アルコール使用障害の患者さんが「今のところ飲んでません」と言ったらどう反応するか
アルコール使用障害の患者さんが「今のところ飲んでません」と言ったら、どのように反応して言葉を返しますか?
”すごい!飲んでないんだ!”・・・?
”えらい!頑張ってる!”・・・?
もちろん絶対に正しい答えも間違った答えもありません。
患者さんは相反する2つの気持ちが同居する、両価性を抱えています。
「飲みたい」と「飲まないでいたい」です。
患者さんはこの先ずっと止め続ける決意や自信を持っているわけではありません。
支援者が「飲まないでいたい」に加担しようとすれば、患者さんは容易に「飲みたい」に傾きます。
そこで、患者さんが使っている「飲んでない」という言葉はそのままよりも弱めて返したほうがよいと考えます。
”飲まないでみているんだ”
”飲まないのを試しているんだ”
などです。
長期的な断酒への期待などはさらさら無く、飲まないことを試している、今現在たまたま、実験中、という理解をしてますよ、というスタンスです。
質問なら、
”どうして飲まないことを試そうと思ったんですか?”
などとたずねます。きっと、患者さんなりの酒を飲まない理由(チェンジトーク)をはなしてくれます。
もうひとつ、ものすごい使える質問。
”辛くないですか?”
があります。
これは、私が考えたわけでなく、とあるお医者さんが文献の中で紹介している方法です。リファレンスが思い出せないので、別な機会にまた紹介しますが、とにかくめっちゃ使える質問で、患者さんが「酒飲んでない」と言ったら私は必ずこう聞くようにしています。
で、普通は「辛い」ので、辛い気持ちに寄り添うようにします。
そして辛さへの対処はできているのか、できていないとすれば、何かできることはありそうなのかをたずねたり、一緒に考えることができます。

--------------------------------------------------

◆ 練習問題
1. 本文では、患者さんが抱える両価性はどのような2つの気持ちだと説明されていますか。
2. 本文のうち、「もちろん絶対に正しい答えも間違った答えもありません。」を含む箇所から始めて「返したほうがよいと考えます。」で終わる部分を、「支援者」を「援助者」に入れ替えて書き直してください。
本文の内容だけを手がかりにして答えること。

◆ 提供された一覧
--------------------------------------------------

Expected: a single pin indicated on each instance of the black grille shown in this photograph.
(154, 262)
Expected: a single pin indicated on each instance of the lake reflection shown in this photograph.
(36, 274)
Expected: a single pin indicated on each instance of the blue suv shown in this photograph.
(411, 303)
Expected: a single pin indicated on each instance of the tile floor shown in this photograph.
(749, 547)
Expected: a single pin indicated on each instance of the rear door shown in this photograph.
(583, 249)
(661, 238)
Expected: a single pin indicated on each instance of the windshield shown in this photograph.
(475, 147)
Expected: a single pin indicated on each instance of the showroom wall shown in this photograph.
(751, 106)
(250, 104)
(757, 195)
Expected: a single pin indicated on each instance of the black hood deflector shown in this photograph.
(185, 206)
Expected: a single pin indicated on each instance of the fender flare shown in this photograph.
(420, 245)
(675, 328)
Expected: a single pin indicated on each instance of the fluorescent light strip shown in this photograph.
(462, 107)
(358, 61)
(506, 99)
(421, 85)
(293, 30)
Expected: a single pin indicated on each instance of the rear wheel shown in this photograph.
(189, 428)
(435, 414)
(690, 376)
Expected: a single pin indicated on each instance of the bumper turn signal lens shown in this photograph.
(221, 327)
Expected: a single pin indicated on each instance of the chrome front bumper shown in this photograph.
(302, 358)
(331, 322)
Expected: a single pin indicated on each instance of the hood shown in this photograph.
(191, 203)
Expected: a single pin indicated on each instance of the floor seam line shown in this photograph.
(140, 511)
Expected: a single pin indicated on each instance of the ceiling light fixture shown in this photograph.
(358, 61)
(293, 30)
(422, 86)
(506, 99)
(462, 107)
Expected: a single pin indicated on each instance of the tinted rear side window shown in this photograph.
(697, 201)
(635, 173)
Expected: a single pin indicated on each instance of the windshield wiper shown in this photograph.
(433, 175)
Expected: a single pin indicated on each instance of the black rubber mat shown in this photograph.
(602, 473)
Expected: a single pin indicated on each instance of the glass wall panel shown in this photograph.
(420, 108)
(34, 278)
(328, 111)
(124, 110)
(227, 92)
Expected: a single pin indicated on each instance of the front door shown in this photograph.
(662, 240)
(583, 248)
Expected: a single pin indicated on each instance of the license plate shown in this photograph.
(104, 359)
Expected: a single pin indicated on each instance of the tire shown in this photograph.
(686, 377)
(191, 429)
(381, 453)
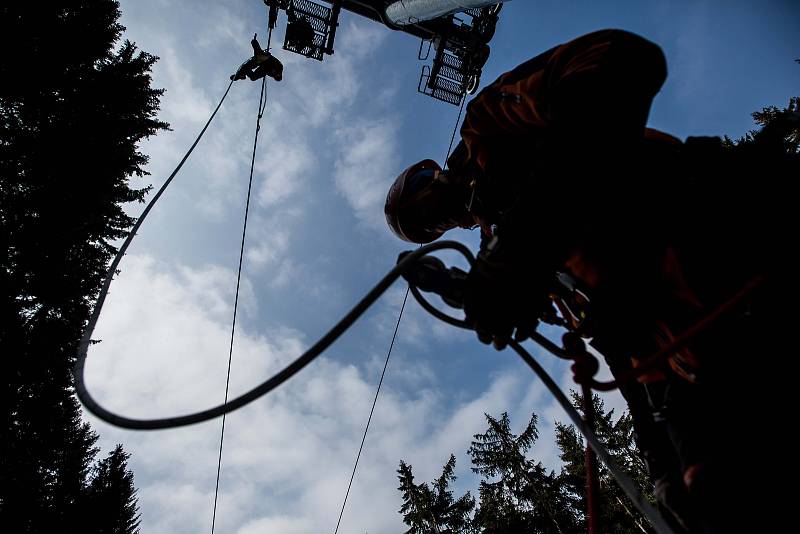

--------------------------------------------------

◆ 解答
1. 「飲みたい」と「飲まないでいたい」の2つです。

2.
もちろん絶対に正しい答えも間違った答えもありません。
患者さんは相反する2つの気持ちが同居する、両価性を抱えています。
「飲みたい」と「飲まないでいたい」です。
患者さんはこの先ずっと止め続ける決意や自信を持っているわけではありません。
援助者が「飲まないでいたい」に加担しようとすれば、患者さんは容易に「飲みたい」に傾きます。
そこで、患者さんが使っている「飲んでない」という言葉はそのままよりも弱めて返したほうがよいと考えます。